> **WORK TO DO**
Reproduce each of the lines below verbatim, omitting the pictures.

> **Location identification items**
+++

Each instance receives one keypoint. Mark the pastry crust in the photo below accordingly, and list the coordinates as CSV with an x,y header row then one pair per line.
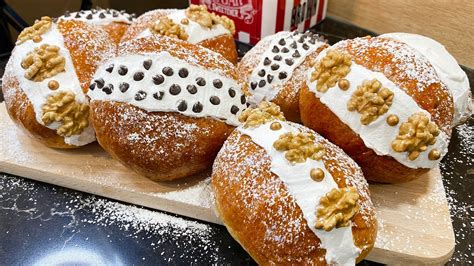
x,y
264,218
288,96
223,44
434,98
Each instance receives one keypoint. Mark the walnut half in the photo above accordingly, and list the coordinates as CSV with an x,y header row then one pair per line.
x,y
62,107
337,208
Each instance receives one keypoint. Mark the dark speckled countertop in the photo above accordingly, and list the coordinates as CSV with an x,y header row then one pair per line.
x,y
42,223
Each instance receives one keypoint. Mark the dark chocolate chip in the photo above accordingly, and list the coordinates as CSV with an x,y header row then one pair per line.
x,y
159,95
123,87
215,100
141,95
138,76
234,109
175,89
242,99
270,78
197,107
200,81
191,89
123,70
147,64
158,79
110,68
217,83
266,61
182,106
100,83
183,72
168,71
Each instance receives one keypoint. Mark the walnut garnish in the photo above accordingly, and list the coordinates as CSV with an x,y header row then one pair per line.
x,y
62,107
370,100
334,66
299,146
415,135
40,27
165,26
44,62
265,111
337,208
200,15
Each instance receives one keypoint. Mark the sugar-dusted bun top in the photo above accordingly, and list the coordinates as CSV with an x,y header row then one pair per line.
x,y
100,16
52,63
389,94
161,74
446,67
194,24
273,61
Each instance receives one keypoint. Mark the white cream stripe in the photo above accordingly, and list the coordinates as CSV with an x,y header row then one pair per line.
x,y
339,243
378,135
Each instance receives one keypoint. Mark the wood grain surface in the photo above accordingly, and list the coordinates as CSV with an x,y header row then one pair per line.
x,y
414,220
449,22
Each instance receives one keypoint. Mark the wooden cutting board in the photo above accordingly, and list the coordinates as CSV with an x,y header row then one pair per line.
x,y
414,221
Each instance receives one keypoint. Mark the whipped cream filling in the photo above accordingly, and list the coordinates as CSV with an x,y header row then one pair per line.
x,y
339,243
99,16
38,92
285,53
446,67
168,84
196,32
378,135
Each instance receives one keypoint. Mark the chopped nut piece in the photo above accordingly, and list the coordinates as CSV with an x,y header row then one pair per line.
x,y
266,111
40,27
370,100
44,62
337,208
334,66
62,107
166,26
299,147
415,135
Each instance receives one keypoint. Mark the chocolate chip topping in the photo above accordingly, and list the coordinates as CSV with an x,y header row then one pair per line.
x,y
175,89
215,100
168,71
147,64
197,107
200,81
123,87
123,70
100,83
183,72
141,95
138,76
191,89
217,83
159,95
182,106
234,109
158,79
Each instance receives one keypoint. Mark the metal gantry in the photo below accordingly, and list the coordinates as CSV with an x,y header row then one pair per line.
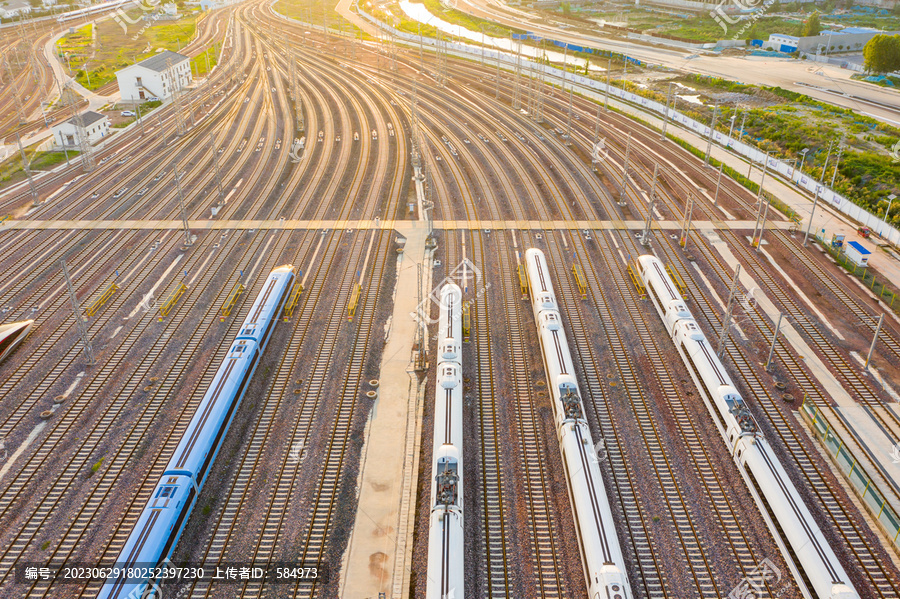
x,y
79,319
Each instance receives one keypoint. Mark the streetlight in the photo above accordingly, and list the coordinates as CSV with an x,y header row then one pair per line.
x,y
803,151
891,199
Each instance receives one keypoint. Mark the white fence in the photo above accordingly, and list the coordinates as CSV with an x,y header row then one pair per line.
x,y
826,194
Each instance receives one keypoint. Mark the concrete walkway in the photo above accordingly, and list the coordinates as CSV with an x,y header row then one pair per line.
x,y
404,227
379,552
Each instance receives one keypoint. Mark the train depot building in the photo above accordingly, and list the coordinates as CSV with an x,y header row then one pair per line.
x,y
96,126
159,76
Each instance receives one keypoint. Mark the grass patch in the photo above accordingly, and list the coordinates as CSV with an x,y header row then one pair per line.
x,y
310,11
11,170
457,17
204,62
94,64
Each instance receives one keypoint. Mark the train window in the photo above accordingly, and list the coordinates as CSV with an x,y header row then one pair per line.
x,y
167,491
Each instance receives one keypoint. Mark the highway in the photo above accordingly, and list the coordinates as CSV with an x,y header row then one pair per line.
x,y
825,82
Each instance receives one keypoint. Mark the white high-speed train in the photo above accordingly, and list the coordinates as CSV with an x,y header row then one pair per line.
x,y
445,534
805,549
604,566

+++

> **RESPONSE**
Each instance receives one keypoint. Mark the pastry crust in the photo below accordingly, and list the coordinates as CSV with an x,y header row then one pair per line.
x,y
264,218
288,96
223,44
434,98
Each instance receives one keypoint. Mark the walnut half in the photo above accordingly, and list the coordinates as CSV with an x,y header row then one pair per line.
x,y
62,107
337,208
Each instance receives one keypoint. Mark the dark speckled countertop in the photo above accordingly, and list the coordinates as CSV with an x,y header row then one pair per line.
x,y
42,223
Each instance receives one keypoint. Mark the dark chocolate chip in the photo above accordingly, and list the coordinates as CSV with an x,y header row then one pair per line.
x,y
159,95
123,87
215,100
141,95
138,76
234,109
175,89
242,99
270,78
197,107
200,81
191,89
123,70
147,64
158,79
110,68
217,83
266,61
182,106
100,83
183,72
168,71
Each instance receives one keypoint. Mark the walnut garnish in the photo above accordingly, and list the coordinates as CSV with an x,y header row then one pair per line.
x,y
62,107
370,100
334,66
299,146
415,135
40,27
165,26
44,62
265,111
337,208
200,15
Each instance receives one keypoint. Mark the sugar-dusted bun top in the photo above accordingly, and list the coordinates as CSV with an x,y header row then one pair per line.
x,y
100,16
52,63
389,94
161,74
446,67
194,24
273,61
Each instance receives one keypoint. Mark the white cream stripe in the photo above accordingly, and list the coordinates as CSV with an x,y header row then one pair per line.
x,y
339,243
378,135
Each instance receives one keypoint. Mark the wood grain surface in the photo above accordingly, and list the coordinates as CSV with an x,y header row then one pair per line.
x,y
414,220
449,22
Each instance receives one keypoint. Mark the wooden cutting board in the photo above accordingly, and list the coordinates as CSV with an x,y header row then one pair per line.
x,y
414,221
Each instance receives one keypoint. Mark the whipped cream filling in the photo above accordingly, and list the coordinates as CSV with an x,y header row then one pair per line.
x,y
339,243
99,16
38,92
285,53
446,67
168,84
196,32
378,135
Each instance receives one keypoint. Mark the chopped nut piece in the photo above accordingly, and list the coordinates as CSV with an x,y header row then one pair per line.
x,y
266,111
40,27
370,100
44,62
337,208
334,66
62,107
166,26
299,147
415,135
Each instance receives one keypoint. Mark the chocolate chip topping in the photo above accordingly, and list the coordinates as CSV with an x,y header row then one pair per line.
x,y
175,89
215,100
168,71
147,64
197,107
200,81
123,87
123,70
100,83
183,72
141,95
138,76
191,89
217,83
159,95
182,106
234,109
158,79
Each instance receives one keypoint. Mark the metal gantry in the photo below accordingly, and list the coordinates as CSV with an x,y header row then one pair per line.
x,y
79,319
Each instance receives one keypoint. Mark the streetlight in the photo above accordingly, and list the coordinates as CSV with an x,y header row then one pair per line.
x,y
803,151
891,199
Each instance receives one keypoint. Mark the white fence in the photo above accordingly, and list the coordinates as CSV with an x,y header row then one pair per line.
x,y
826,194
Each instance receives one keypoint. Mark the concrete walkway in the photo above accordingly, and list the coordinates as CSV with an x,y header row then one pair per line.
x,y
404,227
379,552
Each instance receives one keypoint. Mark the train depot building in the photo above accordingly, and list the coordinates as CSV with an x,y header row then one pair per line.
x,y
96,126
159,76
Each instance receives one keypoint. Mark the grass patch in the photo above accordingly, and list the coordinates as CSV with an x,y header row then one pair per line.
x,y
310,11
11,170
457,17
204,62
94,64
Each instance receives one keypoint. Mark the train window in the photo above accordingly, and list the coordinates as CSV with an x,y header row then one pair per line.
x,y
167,491
Each instance receives one keypoint. Mark the highway in the photo above accordingly, and list the coordinates as CSV with an x,y header row then one pair per line.
x,y
825,82
Each instance receives one keypoint. Mark the white high-speed train in the photo above accordingly, and list the coordinates as CSV with an x,y header row then one pair per line.
x,y
445,534
805,549
604,566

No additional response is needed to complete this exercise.